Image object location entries
*-*-*

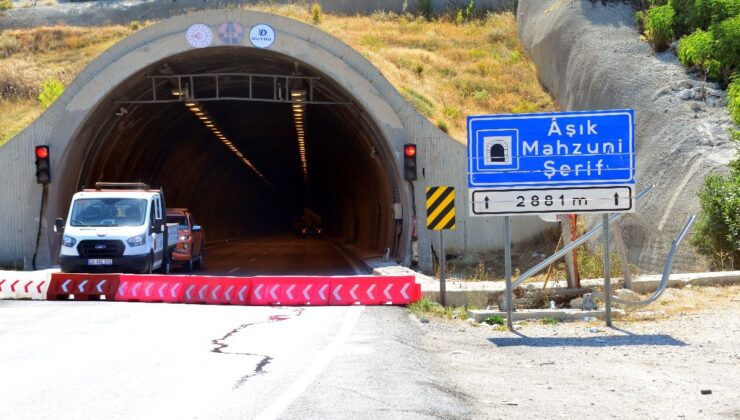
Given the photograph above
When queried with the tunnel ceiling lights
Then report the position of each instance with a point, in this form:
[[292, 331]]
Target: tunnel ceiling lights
[[201, 114], [299, 107]]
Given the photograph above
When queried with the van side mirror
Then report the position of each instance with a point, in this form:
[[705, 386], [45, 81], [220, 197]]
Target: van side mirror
[[59, 225]]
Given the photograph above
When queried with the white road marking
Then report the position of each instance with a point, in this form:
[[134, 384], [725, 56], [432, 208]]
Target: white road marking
[[278, 406]]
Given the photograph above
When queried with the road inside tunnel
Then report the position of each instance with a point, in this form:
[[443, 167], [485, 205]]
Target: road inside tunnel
[[254, 143]]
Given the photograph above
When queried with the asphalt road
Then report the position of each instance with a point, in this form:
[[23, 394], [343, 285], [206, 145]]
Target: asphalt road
[[92, 360], [278, 255]]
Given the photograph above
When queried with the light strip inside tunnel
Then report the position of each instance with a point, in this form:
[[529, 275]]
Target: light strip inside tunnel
[[200, 113], [299, 108]]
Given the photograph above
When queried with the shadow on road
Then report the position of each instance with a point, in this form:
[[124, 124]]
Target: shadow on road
[[628, 339]]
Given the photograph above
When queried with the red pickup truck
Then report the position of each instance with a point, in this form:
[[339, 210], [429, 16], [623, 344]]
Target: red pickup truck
[[190, 248]]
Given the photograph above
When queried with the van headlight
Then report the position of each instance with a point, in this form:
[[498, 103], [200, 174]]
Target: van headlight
[[137, 240], [68, 241]]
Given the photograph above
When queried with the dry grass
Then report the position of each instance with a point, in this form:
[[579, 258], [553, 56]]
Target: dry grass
[[679, 302], [446, 70]]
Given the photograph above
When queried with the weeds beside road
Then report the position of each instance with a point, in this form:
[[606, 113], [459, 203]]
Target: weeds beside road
[[646, 367]]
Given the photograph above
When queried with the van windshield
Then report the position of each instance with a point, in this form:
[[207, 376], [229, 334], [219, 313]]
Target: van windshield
[[96, 212]]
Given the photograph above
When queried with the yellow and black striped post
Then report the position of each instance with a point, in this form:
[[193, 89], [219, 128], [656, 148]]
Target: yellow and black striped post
[[441, 208]]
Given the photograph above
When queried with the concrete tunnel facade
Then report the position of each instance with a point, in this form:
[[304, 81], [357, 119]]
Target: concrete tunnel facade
[[101, 129]]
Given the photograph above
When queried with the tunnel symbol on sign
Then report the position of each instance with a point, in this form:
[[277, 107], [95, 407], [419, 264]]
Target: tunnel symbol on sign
[[498, 150]]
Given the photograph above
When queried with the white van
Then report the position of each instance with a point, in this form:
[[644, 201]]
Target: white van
[[117, 228]]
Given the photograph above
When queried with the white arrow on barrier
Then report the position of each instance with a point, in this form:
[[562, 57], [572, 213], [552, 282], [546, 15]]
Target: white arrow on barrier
[[122, 288], [387, 290], [173, 291], [403, 290], [214, 294], [370, 292]]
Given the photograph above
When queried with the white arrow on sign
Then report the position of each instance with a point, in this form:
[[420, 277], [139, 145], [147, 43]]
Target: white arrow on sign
[[387, 290], [173, 291], [214, 294], [403, 290], [122, 288], [189, 291], [370, 292]]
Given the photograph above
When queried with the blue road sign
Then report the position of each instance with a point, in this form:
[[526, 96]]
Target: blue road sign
[[561, 149]]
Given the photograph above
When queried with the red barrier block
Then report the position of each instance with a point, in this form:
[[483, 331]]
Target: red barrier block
[[291, 291], [374, 290], [82, 286]]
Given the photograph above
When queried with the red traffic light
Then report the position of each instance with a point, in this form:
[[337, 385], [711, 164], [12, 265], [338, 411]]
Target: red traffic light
[[410, 150], [42, 152]]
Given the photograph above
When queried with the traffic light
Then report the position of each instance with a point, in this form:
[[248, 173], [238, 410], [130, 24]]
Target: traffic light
[[43, 167], [409, 162]]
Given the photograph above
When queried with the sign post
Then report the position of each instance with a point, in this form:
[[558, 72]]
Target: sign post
[[551, 163], [441, 217]]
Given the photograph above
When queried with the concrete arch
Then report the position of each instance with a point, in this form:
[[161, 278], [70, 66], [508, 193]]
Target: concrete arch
[[386, 115]]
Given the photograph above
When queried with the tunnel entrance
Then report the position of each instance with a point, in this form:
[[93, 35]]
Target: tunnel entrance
[[254, 142]]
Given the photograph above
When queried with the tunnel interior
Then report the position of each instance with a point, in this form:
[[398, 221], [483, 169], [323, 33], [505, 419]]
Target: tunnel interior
[[348, 185]]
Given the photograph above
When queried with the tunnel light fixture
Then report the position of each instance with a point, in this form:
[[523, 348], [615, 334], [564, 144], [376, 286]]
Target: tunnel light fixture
[[299, 109]]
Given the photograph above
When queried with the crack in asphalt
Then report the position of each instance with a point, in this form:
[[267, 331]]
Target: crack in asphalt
[[221, 345]]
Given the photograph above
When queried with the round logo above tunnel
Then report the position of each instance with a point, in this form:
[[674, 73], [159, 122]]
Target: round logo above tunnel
[[199, 35], [262, 36]]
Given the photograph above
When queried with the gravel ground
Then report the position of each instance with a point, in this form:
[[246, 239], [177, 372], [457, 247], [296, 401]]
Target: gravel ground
[[639, 369]]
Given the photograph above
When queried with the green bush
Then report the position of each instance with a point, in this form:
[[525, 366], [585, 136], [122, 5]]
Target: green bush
[[697, 50], [51, 89], [727, 35], [717, 232], [659, 26], [706, 13], [733, 98]]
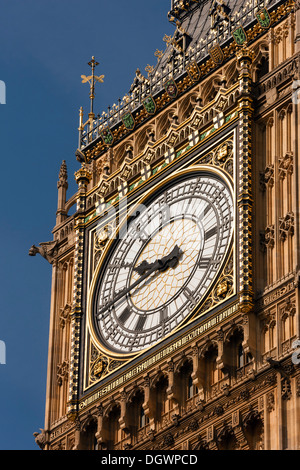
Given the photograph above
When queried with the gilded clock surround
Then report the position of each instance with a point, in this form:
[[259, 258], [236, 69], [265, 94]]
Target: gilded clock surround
[[154, 190]]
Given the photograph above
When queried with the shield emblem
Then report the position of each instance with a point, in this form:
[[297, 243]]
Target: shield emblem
[[193, 71], [240, 36], [263, 18], [107, 136], [216, 54], [128, 121], [149, 105], [171, 88]]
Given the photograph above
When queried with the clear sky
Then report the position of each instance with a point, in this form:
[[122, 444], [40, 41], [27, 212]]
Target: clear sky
[[45, 47]]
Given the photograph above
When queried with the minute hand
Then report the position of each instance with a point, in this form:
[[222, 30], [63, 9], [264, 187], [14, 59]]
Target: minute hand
[[159, 265]]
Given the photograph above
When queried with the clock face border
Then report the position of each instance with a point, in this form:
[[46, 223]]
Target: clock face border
[[148, 196]]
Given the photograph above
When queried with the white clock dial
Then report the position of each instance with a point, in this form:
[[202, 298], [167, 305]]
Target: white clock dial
[[160, 270]]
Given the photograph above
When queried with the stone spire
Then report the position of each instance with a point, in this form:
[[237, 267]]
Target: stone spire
[[62, 186]]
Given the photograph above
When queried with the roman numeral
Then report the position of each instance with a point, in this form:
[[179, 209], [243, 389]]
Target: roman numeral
[[163, 315], [204, 263], [189, 296], [207, 209], [213, 231], [124, 315], [140, 323]]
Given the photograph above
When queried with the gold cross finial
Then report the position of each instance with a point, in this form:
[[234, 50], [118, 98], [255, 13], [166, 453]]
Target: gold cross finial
[[91, 79]]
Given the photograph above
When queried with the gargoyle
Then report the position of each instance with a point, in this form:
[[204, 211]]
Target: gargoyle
[[40, 438], [47, 250]]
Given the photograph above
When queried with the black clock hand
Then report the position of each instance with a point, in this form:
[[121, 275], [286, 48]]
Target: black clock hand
[[170, 260]]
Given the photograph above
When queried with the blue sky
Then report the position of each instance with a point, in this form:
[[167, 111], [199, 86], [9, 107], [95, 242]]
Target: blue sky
[[45, 47]]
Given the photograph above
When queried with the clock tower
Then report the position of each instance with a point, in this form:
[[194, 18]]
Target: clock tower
[[175, 285]]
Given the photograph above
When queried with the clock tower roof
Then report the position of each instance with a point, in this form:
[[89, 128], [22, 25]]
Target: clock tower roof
[[203, 29]]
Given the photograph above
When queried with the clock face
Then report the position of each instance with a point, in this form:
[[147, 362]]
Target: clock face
[[158, 272]]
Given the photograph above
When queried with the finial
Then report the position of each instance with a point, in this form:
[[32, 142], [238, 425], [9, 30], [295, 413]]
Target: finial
[[91, 79]]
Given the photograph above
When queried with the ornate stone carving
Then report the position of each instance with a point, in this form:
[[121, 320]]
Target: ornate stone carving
[[267, 238], [62, 372], [286, 226], [270, 402], [267, 177], [40, 438], [286, 165], [47, 250]]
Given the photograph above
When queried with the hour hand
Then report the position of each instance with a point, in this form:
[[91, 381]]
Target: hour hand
[[143, 267]]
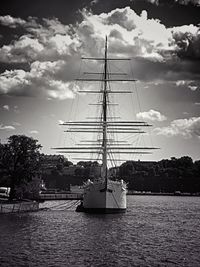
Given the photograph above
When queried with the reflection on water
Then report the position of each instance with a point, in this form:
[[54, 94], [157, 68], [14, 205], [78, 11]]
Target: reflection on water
[[155, 231]]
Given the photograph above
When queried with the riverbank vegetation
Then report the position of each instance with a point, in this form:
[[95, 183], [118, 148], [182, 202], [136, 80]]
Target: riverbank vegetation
[[23, 167]]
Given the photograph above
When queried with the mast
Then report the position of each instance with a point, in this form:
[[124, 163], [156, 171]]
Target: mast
[[104, 106], [104, 124]]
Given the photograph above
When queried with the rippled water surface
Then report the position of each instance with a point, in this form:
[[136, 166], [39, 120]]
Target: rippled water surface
[[155, 231]]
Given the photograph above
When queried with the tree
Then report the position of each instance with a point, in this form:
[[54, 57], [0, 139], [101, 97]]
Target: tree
[[20, 161]]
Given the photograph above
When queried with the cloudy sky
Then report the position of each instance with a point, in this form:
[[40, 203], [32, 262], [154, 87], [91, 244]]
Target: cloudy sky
[[41, 44]]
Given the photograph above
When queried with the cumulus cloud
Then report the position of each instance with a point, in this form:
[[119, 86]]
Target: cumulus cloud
[[34, 132], [11, 22], [186, 2], [39, 81], [187, 128], [7, 127], [151, 115], [182, 2], [6, 107], [52, 50]]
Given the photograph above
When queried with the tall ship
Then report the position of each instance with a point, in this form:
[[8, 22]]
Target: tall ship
[[105, 193]]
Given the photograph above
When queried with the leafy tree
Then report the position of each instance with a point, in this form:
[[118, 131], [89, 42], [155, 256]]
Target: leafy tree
[[20, 161]]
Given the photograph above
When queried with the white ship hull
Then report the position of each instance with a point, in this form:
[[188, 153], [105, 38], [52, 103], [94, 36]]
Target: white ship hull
[[98, 199]]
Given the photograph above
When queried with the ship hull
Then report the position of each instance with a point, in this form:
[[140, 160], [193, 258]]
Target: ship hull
[[99, 198]]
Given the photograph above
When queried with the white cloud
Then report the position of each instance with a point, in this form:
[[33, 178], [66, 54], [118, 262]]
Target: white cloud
[[152, 115], [182, 2], [193, 87], [39, 81], [6, 107], [186, 2], [11, 22], [16, 123], [180, 83], [94, 2], [181, 127], [52, 50], [7, 127], [34, 132]]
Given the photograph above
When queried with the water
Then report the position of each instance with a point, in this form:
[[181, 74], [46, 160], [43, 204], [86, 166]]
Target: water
[[155, 231]]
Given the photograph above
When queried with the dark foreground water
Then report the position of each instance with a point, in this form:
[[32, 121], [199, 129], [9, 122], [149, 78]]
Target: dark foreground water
[[155, 231]]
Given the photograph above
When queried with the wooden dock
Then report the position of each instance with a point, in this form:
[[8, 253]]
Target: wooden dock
[[61, 196]]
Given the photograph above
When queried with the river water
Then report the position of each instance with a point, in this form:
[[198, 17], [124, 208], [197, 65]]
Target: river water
[[155, 231]]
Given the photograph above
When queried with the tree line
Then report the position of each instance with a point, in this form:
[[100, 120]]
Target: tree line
[[21, 169]]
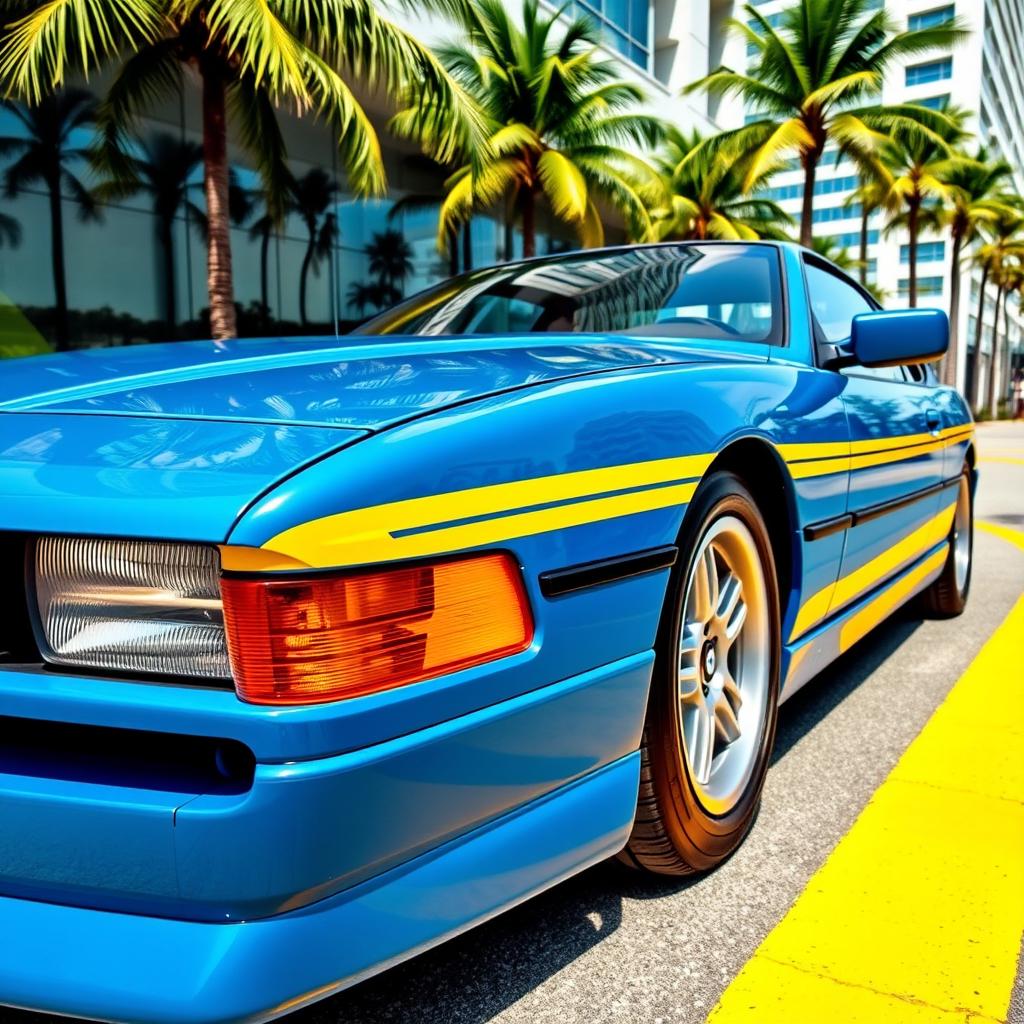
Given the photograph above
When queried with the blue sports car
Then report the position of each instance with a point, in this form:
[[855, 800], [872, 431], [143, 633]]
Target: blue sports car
[[316, 652]]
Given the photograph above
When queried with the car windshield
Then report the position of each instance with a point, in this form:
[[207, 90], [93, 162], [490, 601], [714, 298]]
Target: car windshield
[[719, 291]]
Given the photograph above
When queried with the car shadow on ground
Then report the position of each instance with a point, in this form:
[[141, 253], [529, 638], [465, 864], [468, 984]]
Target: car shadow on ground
[[472, 978]]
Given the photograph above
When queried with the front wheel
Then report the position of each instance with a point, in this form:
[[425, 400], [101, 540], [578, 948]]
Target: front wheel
[[711, 720]]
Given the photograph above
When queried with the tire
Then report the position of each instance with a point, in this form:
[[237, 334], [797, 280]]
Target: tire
[[946, 597], [695, 807]]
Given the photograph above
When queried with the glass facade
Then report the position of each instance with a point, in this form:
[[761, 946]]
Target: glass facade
[[848, 239], [824, 214], [625, 26], [933, 71], [928, 252], [823, 186], [931, 18], [926, 286], [935, 102], [135, 266]]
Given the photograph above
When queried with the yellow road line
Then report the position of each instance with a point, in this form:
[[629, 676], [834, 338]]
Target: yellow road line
[[918, 913], [1006, 459], [1015, 537]]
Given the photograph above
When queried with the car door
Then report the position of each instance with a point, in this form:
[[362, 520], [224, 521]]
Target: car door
[[896, 459]]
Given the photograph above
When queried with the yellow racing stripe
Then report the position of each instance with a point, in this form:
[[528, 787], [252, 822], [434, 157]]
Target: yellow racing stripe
[[438, 523], [378, 534], [838, 594], [860, 624]]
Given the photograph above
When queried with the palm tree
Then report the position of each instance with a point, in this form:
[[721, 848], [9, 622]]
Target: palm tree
[[46, 155], [249, 58], [1001, 257], [706, 198], [976, 197], [10, 231], [314, 194], [817, 79], [921, 166], [165, 170], [1006, 245], [390, 258], [263, 228], [557, 120], [871, 195]]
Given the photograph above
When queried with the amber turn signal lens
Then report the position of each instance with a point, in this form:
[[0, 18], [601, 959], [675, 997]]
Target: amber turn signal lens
[[322, 637]]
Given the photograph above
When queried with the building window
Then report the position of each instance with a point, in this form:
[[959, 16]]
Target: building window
[[934, 102], [849, 239], [835, 213], [773, 19], [931, 18], [823, 186], [933, 71], [926, 286], [625, 27], [928, 252]]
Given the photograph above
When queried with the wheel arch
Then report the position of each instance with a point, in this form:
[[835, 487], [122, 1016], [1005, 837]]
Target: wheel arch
[[758, 464]]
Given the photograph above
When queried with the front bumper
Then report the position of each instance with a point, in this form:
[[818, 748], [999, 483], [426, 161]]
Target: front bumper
[[143, 906], [119, 967]]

*-*-*

» **The task**
Report how many lines of the items above contain the word "gold", giving only the number.

» **Response**
2